**REQUIRED WORK:**
Report every line of the material that contains the word "tree".

**GIVEN DATA:**
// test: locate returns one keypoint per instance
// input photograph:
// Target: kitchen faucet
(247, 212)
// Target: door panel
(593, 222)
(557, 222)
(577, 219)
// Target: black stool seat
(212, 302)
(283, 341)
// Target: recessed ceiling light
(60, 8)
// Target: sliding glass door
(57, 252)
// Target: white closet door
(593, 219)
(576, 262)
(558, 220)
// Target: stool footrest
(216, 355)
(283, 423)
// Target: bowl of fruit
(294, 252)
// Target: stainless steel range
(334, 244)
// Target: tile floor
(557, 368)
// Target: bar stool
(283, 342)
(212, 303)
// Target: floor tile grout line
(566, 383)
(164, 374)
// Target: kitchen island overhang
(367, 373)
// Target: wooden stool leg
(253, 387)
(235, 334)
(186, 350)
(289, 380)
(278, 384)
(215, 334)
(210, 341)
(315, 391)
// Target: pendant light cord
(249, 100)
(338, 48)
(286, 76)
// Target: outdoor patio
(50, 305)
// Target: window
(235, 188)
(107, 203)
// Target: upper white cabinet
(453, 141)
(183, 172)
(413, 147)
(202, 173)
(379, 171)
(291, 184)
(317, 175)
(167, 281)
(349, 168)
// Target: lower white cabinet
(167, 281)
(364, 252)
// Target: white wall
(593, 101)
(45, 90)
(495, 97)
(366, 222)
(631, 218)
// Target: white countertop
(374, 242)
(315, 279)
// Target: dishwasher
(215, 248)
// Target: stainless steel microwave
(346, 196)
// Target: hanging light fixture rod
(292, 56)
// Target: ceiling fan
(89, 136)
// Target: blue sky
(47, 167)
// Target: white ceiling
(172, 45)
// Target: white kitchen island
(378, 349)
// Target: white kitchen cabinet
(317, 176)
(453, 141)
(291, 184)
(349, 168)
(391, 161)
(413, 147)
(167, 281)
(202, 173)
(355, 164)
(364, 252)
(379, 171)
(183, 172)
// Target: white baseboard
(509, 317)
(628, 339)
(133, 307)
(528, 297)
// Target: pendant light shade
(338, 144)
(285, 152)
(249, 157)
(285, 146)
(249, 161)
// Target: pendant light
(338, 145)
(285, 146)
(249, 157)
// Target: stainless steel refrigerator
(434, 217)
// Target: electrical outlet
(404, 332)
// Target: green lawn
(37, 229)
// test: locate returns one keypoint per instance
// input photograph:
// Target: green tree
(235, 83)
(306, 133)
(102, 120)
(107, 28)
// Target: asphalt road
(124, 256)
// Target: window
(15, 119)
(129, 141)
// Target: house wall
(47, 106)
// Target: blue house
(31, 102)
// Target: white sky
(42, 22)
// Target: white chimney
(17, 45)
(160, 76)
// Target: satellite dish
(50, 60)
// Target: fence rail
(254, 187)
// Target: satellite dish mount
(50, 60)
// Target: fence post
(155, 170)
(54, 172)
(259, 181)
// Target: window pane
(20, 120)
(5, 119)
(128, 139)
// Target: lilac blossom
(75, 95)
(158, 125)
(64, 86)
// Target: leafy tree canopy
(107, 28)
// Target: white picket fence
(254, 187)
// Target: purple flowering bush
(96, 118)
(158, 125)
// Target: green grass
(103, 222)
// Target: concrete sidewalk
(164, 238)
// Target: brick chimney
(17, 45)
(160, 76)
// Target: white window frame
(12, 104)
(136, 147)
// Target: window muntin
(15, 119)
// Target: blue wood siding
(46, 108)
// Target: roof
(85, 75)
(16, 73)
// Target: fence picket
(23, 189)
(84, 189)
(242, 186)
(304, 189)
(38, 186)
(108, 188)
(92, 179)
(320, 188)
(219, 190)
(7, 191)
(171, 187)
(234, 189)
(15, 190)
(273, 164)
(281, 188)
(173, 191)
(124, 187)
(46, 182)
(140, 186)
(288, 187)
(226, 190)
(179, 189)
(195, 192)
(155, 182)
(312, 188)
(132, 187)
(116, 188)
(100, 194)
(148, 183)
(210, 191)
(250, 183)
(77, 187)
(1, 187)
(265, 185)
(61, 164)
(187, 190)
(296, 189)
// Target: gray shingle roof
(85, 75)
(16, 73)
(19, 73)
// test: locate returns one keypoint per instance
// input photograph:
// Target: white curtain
--
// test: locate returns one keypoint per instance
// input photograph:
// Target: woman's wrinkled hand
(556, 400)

**OUTPUT FOR THIS EXERCISE:**
// Target: green tree
// Target: leafy tree canopy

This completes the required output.